### PROBLEM DESCRIPTION
For the entries below, the expected answer is the line with "Can you see the flat", the line with "Can you see the parked", and every line between them, exactly as written, and nothing more.

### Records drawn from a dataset
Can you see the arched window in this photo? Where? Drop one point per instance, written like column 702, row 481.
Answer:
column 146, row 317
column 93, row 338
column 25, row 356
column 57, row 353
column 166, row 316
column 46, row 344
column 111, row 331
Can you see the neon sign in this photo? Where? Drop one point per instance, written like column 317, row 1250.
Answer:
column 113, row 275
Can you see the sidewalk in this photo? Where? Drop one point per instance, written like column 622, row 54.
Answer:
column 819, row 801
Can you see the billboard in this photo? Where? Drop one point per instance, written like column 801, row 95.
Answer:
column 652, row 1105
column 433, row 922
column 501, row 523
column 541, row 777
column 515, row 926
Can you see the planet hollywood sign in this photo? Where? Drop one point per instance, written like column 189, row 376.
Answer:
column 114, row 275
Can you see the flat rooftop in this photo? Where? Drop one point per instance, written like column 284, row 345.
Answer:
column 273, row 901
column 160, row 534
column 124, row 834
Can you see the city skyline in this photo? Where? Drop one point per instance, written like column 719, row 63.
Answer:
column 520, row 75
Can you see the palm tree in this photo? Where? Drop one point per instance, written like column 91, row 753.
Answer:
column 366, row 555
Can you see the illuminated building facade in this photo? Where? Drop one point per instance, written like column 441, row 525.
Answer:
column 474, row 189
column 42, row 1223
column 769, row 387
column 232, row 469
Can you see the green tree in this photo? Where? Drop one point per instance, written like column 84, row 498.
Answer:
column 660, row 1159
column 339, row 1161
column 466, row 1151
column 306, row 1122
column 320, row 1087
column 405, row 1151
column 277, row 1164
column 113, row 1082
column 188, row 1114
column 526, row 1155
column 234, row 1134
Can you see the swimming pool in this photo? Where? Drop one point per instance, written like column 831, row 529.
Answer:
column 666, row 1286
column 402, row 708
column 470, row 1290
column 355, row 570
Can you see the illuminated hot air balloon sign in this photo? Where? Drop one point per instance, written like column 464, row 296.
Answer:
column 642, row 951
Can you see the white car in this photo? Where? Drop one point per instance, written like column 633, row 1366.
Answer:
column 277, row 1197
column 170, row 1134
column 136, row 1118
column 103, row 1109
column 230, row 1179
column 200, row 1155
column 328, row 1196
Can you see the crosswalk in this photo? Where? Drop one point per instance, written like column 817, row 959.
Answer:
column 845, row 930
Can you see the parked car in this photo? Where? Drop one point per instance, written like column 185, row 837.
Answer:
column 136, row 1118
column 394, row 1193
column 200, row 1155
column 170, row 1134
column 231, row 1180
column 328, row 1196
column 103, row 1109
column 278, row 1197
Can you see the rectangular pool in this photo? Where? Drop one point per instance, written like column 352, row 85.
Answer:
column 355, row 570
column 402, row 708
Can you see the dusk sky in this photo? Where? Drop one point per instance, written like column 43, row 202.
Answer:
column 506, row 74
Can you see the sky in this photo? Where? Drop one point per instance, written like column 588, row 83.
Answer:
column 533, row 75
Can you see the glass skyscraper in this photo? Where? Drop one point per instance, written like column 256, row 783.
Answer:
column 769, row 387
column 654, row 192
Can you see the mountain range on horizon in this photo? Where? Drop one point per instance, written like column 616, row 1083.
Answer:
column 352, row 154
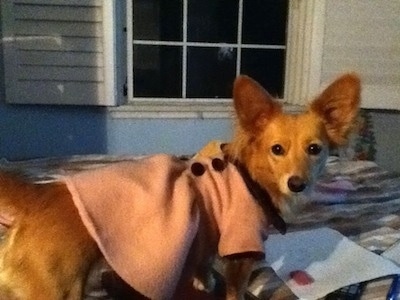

### OUTPUT FOR THIS EXERCISE
Can you see the flat rooftop in this photo? Where? Drop one point per instance, written like column 284, row 345.
Answer:
column 273, row 901
column 160, row 534
column 124, row 834
Can you see the city skyline in this photo? Where? Drop one point per instance, written like column 719, row 63.
Answer:
column 520, row 75
Can you see the palm tree in this photo? Where? Drop one point per instance, written like column 91, row 753.
Answer:
column 366, row 555
Can you see the illuminated building facade in this photo? Where? Drop one point per instance, written like column 441, row 525.
Answer:
column 474, row 189
column 42, row 1223
column 769, row 387
column 232, row 469
Can you see the green tree in this photo? Where? Drop one point per instance, written like column 84, row 498.
Answer:
column 660, row 1159
column 339, row 1161
column 466, row 1151
column 306, row 1122
column 320, row 1087
column 405, row 1151
column 277, row 1164
column 113, row 1082
column 188, row 1114
column 526, row 1155
column 234, row 1134
Can you see the swimming pool in this photo? Where? Drop one point per instance, written like column 831, row 529.
Answer:
column 666, row 1286
column 402, row 708
column 470, row 1290
column 355, row 570
Can you see the illuminated hot air balloon sign in this photo? Where? Drop one point per instance, written like column 464, row 296.
Answer:
column 642, row 951
Can you see the white car in this photo? Where? Drop one point per instance, written like column 633, row 1366.
Answer:
column 277, row 1197
column 170, row 1134
column 136, row 1118
column 103, row 1109
column 230, row 1179
column 200, row 1155
column 328, row 1196
Can you see the crosswalk in this photo? Where? Drop one point per instance, written like column 817, row 959.
Answer:
column 845, row 930
Can you see the parked car in this photo? Where? Drop one point per instance, written like column 185, row 837.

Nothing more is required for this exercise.